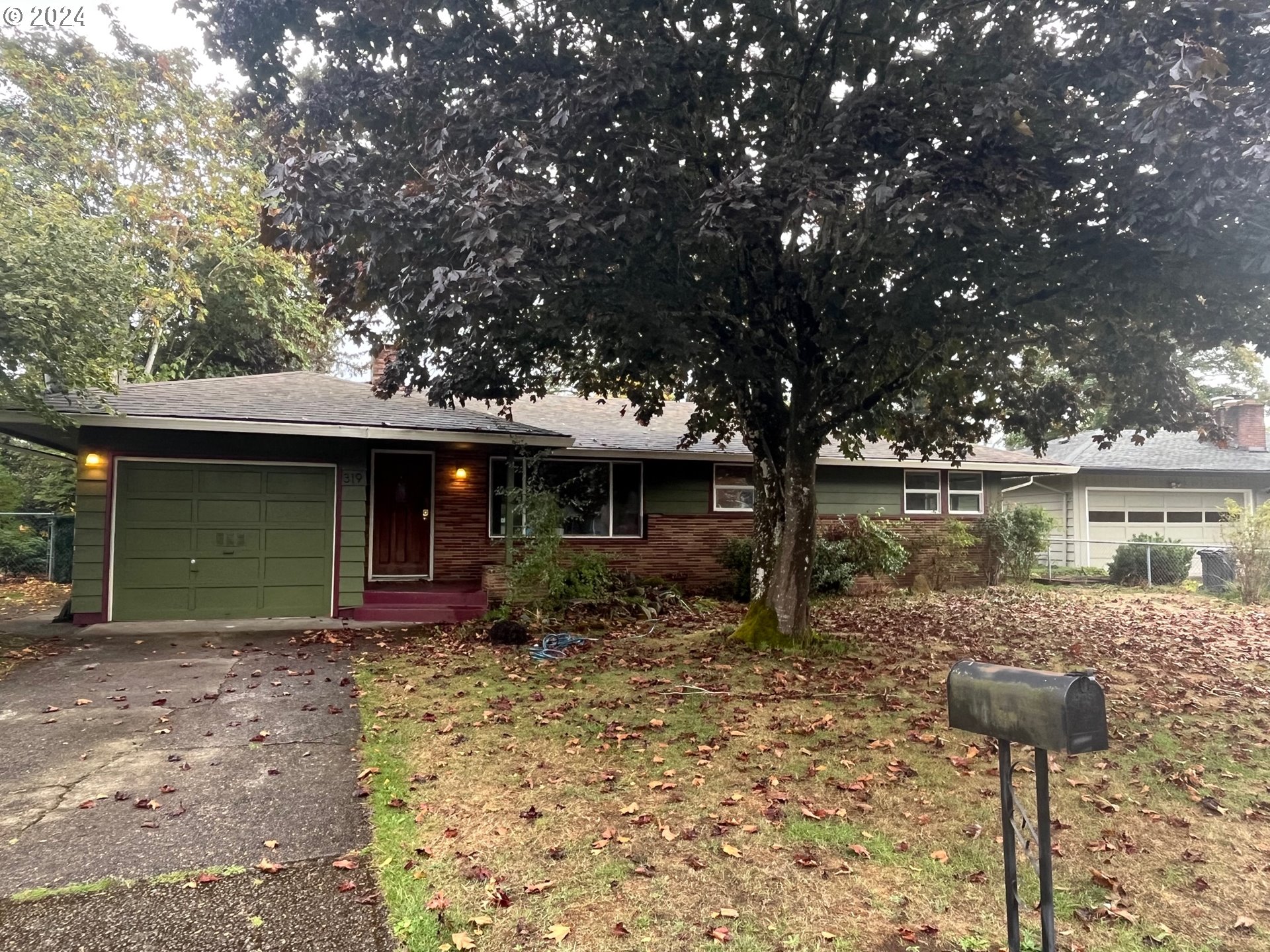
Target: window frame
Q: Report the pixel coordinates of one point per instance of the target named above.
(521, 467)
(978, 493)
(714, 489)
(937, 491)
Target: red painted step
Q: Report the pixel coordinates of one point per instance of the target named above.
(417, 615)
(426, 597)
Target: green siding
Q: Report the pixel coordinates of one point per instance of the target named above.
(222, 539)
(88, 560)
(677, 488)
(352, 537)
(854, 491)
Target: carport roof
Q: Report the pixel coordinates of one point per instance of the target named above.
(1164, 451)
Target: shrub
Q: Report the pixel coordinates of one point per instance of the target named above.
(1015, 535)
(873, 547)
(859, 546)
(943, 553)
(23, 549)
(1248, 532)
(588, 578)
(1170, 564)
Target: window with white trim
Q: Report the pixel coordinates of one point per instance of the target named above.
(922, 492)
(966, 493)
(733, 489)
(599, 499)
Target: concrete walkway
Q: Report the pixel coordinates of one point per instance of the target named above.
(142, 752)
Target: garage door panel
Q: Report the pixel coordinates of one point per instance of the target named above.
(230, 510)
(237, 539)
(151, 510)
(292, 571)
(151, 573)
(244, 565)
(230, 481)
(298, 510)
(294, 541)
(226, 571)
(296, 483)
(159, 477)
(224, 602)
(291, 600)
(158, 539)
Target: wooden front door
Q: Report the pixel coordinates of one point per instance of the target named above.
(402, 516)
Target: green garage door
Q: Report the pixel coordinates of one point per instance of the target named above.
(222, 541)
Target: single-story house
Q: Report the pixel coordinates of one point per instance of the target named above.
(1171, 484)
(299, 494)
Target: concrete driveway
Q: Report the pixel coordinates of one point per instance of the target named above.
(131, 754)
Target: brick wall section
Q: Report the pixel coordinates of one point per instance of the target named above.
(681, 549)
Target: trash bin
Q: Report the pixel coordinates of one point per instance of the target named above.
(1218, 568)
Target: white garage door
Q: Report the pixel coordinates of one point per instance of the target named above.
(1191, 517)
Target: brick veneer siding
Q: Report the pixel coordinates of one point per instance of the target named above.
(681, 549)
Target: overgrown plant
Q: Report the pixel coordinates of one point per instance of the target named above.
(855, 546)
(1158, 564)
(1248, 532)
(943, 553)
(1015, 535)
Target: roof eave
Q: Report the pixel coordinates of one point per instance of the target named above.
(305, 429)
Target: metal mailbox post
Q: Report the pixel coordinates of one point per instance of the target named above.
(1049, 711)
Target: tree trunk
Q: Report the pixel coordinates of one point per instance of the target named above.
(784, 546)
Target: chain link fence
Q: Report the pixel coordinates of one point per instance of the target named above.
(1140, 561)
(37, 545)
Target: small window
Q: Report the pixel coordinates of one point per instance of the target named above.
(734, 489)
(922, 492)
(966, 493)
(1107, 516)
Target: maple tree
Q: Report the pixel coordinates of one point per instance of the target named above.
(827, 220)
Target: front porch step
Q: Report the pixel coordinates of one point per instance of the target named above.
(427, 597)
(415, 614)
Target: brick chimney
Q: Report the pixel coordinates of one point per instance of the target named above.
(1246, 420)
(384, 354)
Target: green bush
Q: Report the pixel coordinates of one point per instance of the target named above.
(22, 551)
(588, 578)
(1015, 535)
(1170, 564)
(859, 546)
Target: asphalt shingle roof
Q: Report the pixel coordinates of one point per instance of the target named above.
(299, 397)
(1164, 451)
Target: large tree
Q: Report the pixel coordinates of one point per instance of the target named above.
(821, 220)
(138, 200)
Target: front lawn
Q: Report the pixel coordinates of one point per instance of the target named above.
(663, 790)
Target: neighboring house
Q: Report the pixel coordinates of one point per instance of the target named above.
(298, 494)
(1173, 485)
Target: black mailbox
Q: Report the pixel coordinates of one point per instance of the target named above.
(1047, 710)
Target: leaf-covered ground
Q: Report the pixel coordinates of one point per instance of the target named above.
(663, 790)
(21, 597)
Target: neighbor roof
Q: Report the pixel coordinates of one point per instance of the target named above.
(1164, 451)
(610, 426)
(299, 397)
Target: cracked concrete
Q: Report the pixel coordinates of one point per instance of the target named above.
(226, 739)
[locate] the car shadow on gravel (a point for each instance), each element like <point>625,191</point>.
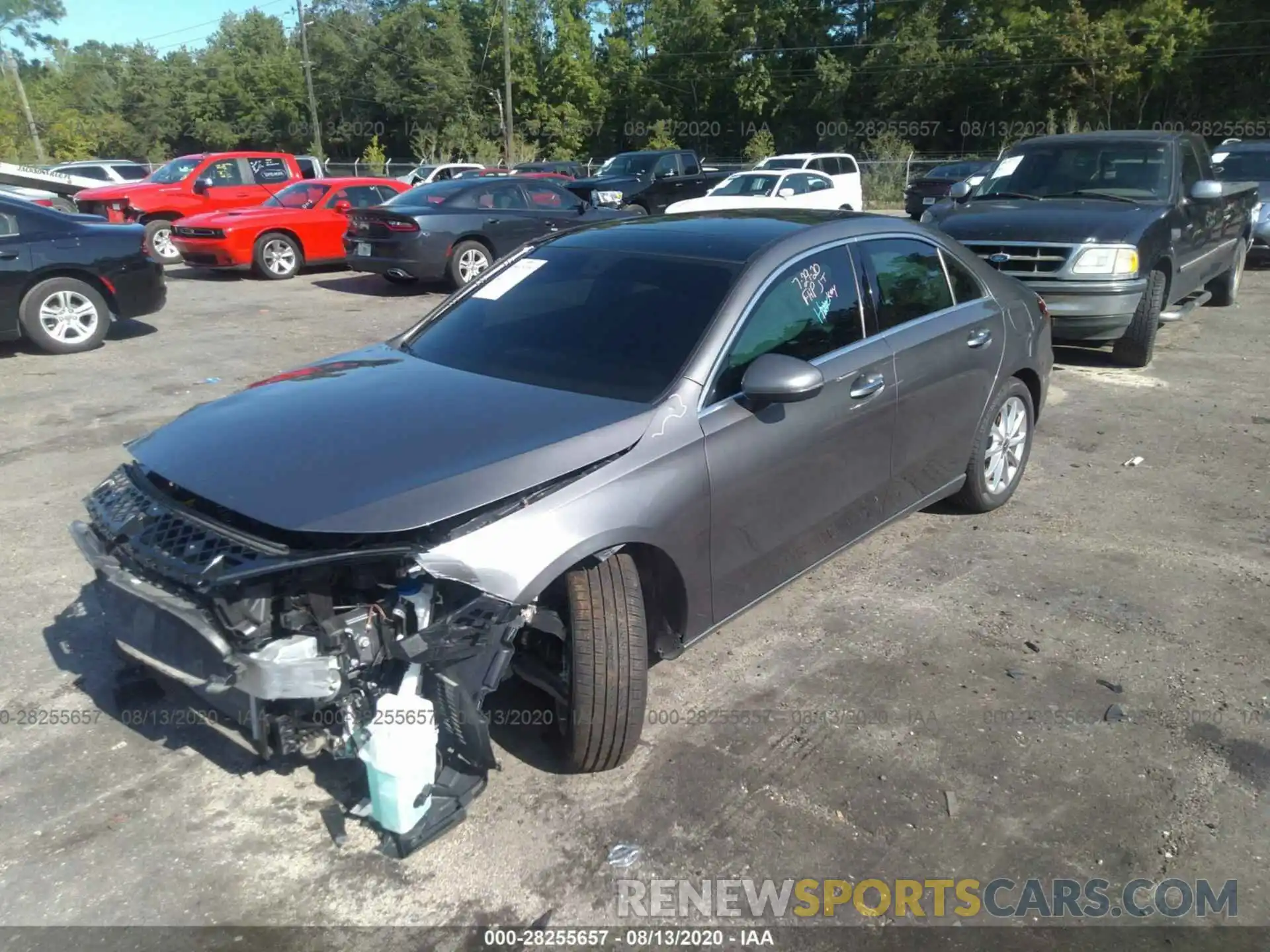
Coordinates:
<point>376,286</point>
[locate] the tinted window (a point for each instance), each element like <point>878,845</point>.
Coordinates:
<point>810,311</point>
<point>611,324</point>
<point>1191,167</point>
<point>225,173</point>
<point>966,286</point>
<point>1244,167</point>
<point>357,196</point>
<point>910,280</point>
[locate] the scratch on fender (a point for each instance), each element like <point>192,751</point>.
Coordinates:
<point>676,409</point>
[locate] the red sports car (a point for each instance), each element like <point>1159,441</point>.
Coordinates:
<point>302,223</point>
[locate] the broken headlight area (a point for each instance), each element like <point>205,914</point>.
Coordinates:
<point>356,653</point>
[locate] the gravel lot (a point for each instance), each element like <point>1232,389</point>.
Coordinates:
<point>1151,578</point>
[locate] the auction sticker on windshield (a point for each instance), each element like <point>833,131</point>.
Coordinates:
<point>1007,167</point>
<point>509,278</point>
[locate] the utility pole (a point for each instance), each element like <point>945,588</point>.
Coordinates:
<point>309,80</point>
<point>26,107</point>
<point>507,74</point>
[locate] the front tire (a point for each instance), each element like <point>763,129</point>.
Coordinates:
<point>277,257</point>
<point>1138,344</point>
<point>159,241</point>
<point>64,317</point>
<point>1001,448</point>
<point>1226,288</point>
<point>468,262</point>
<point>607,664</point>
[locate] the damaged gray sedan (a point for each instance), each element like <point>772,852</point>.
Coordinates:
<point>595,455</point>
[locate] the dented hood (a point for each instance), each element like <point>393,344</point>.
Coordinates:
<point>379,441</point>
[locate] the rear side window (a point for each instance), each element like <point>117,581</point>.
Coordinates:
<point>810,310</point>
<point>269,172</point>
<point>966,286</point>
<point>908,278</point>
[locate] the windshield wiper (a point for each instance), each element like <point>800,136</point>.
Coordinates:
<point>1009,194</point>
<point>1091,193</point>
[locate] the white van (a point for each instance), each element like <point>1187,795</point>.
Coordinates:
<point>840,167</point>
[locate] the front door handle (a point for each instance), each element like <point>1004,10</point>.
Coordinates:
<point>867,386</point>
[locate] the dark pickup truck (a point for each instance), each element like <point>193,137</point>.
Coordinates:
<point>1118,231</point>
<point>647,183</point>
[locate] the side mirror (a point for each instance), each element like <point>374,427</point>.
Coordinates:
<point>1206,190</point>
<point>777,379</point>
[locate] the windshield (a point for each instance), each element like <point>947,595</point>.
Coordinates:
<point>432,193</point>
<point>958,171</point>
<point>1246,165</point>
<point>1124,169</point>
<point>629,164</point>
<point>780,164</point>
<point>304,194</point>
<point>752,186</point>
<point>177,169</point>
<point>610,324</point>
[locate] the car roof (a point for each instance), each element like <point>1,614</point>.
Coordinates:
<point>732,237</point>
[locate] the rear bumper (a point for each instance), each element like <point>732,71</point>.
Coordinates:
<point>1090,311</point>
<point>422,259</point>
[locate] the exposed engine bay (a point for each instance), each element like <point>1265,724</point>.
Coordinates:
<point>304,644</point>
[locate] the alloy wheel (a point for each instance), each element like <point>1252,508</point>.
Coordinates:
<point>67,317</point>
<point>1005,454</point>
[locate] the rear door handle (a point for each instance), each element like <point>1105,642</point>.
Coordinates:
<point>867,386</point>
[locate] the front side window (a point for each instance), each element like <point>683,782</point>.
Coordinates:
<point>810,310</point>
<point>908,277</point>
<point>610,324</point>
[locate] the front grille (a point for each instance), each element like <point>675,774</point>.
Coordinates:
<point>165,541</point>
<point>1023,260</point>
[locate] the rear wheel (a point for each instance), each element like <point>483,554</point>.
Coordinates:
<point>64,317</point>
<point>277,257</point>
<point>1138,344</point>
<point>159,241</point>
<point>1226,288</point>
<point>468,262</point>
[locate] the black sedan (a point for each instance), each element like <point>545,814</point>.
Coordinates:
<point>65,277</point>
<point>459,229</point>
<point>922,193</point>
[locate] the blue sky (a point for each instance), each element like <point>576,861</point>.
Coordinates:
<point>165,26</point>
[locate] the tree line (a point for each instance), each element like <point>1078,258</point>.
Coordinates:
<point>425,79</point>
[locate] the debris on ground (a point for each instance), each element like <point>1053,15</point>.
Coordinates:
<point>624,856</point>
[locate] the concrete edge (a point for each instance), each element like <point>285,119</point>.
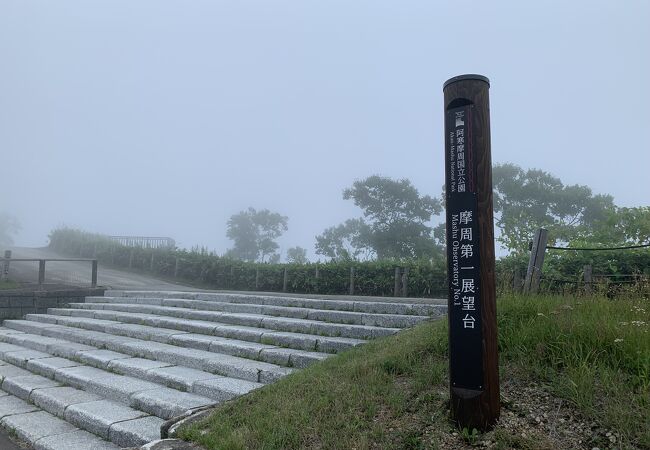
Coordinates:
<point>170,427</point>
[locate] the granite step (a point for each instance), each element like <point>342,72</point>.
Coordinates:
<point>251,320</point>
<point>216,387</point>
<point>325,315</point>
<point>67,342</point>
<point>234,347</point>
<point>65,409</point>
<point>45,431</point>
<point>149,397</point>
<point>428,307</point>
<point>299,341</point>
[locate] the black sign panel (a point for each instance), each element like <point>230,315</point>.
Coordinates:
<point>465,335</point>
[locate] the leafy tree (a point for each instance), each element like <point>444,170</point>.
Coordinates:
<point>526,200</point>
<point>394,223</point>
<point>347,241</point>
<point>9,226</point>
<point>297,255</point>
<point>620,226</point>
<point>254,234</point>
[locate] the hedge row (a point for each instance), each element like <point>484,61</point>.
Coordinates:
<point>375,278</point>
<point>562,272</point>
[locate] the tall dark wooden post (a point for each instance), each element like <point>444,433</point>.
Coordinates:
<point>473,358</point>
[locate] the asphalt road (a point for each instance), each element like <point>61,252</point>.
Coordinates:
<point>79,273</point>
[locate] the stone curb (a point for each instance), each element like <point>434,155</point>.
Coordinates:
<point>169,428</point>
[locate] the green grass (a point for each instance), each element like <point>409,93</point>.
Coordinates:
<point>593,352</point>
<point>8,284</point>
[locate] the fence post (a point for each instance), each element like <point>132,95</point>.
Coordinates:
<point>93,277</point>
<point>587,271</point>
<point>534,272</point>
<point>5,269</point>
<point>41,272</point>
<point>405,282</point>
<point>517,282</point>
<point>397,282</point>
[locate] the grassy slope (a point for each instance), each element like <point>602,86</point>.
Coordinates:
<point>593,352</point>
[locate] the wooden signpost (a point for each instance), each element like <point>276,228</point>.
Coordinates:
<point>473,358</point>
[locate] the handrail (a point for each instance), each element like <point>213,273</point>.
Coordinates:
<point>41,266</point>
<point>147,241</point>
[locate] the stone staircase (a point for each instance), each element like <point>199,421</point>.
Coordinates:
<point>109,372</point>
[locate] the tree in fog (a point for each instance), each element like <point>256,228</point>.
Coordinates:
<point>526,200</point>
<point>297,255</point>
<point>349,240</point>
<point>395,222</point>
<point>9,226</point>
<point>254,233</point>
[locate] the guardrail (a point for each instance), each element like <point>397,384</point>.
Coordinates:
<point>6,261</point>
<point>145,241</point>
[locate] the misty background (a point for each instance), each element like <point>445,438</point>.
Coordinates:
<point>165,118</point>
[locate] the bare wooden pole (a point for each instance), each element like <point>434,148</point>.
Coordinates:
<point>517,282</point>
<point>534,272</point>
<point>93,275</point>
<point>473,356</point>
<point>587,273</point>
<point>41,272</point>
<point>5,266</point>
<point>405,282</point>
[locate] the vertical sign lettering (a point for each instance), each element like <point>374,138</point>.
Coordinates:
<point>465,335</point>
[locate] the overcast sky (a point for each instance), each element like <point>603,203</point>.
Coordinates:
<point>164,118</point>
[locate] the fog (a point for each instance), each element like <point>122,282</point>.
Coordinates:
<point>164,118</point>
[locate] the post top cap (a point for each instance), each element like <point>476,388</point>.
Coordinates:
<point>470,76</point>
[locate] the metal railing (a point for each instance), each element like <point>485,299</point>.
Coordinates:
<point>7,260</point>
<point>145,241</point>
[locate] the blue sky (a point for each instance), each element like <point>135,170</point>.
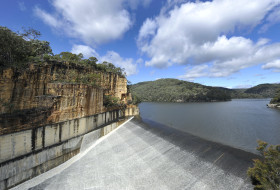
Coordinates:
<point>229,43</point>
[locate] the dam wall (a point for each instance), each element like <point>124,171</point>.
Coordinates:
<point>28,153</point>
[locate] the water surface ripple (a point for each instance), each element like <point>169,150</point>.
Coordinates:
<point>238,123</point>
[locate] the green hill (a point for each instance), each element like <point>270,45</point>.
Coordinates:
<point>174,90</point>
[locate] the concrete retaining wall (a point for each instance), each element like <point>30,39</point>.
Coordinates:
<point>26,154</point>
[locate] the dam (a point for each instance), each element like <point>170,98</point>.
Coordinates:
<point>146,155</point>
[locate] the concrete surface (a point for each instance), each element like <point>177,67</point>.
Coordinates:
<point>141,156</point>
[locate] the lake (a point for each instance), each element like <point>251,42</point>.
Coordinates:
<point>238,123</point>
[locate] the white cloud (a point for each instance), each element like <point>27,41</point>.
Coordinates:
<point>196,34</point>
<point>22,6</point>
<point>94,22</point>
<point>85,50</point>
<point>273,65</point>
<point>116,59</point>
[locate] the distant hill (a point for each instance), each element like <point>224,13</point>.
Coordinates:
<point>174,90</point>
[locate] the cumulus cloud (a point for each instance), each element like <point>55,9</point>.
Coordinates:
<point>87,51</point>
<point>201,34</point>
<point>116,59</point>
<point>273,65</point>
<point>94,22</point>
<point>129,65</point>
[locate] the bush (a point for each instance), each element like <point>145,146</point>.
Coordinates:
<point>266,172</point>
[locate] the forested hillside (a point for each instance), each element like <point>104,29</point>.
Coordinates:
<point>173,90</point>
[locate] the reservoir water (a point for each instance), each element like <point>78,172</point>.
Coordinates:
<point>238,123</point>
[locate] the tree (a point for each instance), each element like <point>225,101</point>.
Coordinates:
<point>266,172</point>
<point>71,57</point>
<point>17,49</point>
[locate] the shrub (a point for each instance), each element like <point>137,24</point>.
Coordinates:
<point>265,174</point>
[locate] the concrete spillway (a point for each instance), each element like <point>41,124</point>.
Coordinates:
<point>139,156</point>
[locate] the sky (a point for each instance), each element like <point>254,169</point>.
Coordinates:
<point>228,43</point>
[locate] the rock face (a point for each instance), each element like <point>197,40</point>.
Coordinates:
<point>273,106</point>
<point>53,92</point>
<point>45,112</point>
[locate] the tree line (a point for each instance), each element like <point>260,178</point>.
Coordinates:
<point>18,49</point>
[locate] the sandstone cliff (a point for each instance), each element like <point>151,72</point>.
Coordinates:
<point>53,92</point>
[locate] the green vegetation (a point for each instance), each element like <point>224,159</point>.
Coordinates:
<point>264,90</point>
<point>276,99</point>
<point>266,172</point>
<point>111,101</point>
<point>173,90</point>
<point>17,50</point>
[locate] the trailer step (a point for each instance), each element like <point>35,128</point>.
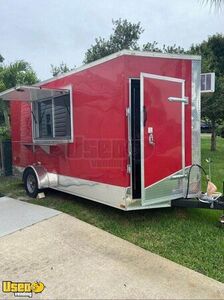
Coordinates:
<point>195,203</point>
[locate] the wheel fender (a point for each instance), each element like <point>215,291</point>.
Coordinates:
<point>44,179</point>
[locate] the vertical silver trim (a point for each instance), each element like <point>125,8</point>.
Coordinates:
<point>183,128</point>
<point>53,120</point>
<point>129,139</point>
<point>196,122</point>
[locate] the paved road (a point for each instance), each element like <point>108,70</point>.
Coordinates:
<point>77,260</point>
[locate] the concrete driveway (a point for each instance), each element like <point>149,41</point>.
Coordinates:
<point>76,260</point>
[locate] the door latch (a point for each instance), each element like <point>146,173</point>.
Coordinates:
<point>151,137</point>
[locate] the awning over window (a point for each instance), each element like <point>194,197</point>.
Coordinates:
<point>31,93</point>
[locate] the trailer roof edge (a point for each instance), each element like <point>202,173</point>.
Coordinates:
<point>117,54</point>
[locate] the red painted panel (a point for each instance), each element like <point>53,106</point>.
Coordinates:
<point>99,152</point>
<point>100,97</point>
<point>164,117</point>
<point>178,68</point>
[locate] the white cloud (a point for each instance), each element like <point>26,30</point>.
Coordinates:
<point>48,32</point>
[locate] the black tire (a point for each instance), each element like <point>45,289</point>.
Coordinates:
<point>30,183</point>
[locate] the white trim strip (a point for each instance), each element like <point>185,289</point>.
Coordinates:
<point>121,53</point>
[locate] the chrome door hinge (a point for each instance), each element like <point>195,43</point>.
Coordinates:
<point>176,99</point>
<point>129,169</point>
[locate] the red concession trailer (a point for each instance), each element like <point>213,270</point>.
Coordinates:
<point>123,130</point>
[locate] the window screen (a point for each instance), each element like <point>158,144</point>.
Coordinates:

────────────────────────────────────────

-- Work task --
Within the records, on how many lines does the word "trim" appear? Provide the number alone.

-- Task solution --
3